Extrait du texte:

□ □ □ □

Une fois la tactique fixée, Bonaparte n’a plus qu’à laisser entrer la délégation sénatoriale et à prononcer le discours convenu : « Le suffrage du peuple m’a investi de la suprême magistrature. Je ne me croirais pas assuré de sa confiance, si l’acte qui m’y retiendrait n’était encore sanctionné par son suffrage. [...] L’intérêt de ma gloire et celui de mon bonheur sembleraient avoir marqué le terme de ma vie publique au moment où la paix du monde est proclamée. Mais la gloire et le bonheur du citoyen doivent se taire quand l’intérêt de l’Etat et la bienveillance publique l’appellent. Vous jugez que je dois au peuple un nouveau sacrifice ; je le ferai si le vœu du peuple me commande ce que votre suffrage autorise. » Roederer fait ensuite adopter par les trois autres conseils – Tribunat, Corps législatif, Conseil d’Etat – ce plébiscite en l’occurrence anticonstitutionnel puisque seul le Sénat, puni pour sa maladresse en se voyant écarté de la délibération, pouvait l’ordonner. Mais la sacralité du peuple souverain couvre tout391. Sur la pression de la famille, on ajoute au Consulat à vie la possibilité pour Bonaparte de désigner son successeur.
Comme prévu, le plébiscite est un triomphe : trois millions cinq cent mille oui, ce qui s’avère supérieur d’environ deux millions aux chiffres réels de la consultation de 1800. Vote emblématique de la réconciliation nationale : la Vendée n’enregistre que 6 non contre 17 079 oui.
Rares sont ceux qui osent encore relever la tête, ces 8 394 non venus du dernier carré des libéraux ou des républicains intransigeants. La Fayette écrit directement au Premier consul pour justifier son refus : « Il est impossible que vous, général, le premier dans cet ordre d’hommes qui, pour se comparer et se placer, embrassent tous les siècles, vouliez qu’une telle révolution, tant de victoires et de sang, de douleurs et de prodiges, n’aient pour le monde et pour vous d’autre résultat qu’un régime arbitraire. » Thibaudeau lui adresse de même une note courageuse dans laquelle il le met en garde dans des termes prophétiques sur les dangers d’une « fausse situation » qui brise non seulement la république, mais surtout les hommes et l’esprit de la Révolution, laissant le champ libre aux royalistes392. Mais sa voix, comme celle de Camille Jordan, auteur d’une brochure audacieuse immédiatement saisie, sombre dans l’indifférence, la presse ne leur accordant aucun écho.

□ □ □ □

Matériel fourni:
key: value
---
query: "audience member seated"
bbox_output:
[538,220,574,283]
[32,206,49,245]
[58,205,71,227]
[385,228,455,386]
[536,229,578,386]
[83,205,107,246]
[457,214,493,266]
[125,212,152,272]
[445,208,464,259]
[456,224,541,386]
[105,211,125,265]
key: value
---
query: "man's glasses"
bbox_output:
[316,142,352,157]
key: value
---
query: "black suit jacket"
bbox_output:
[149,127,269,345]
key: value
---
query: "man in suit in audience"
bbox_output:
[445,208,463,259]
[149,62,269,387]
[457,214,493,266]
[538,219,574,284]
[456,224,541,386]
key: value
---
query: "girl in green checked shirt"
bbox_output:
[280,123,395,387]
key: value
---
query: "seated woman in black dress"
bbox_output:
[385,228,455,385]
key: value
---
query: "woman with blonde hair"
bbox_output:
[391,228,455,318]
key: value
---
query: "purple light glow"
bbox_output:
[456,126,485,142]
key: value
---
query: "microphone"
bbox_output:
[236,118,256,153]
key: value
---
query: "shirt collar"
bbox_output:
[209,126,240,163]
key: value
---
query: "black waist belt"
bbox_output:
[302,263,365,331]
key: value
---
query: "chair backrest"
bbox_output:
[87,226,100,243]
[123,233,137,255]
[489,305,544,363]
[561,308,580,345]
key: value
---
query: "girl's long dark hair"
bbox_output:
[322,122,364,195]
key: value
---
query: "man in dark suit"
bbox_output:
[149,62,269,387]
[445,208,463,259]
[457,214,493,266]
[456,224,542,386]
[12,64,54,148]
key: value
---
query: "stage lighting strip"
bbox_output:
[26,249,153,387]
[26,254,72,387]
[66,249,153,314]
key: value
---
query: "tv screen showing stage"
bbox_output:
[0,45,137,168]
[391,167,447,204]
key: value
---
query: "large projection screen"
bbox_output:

□ □ □ □

Consigne: Dans l'extrait sur le plébiscite du Consulat à vie, quel nombre de voix « non » est indiqué pour la Vendée ?

Résultat: 6 voix « non ».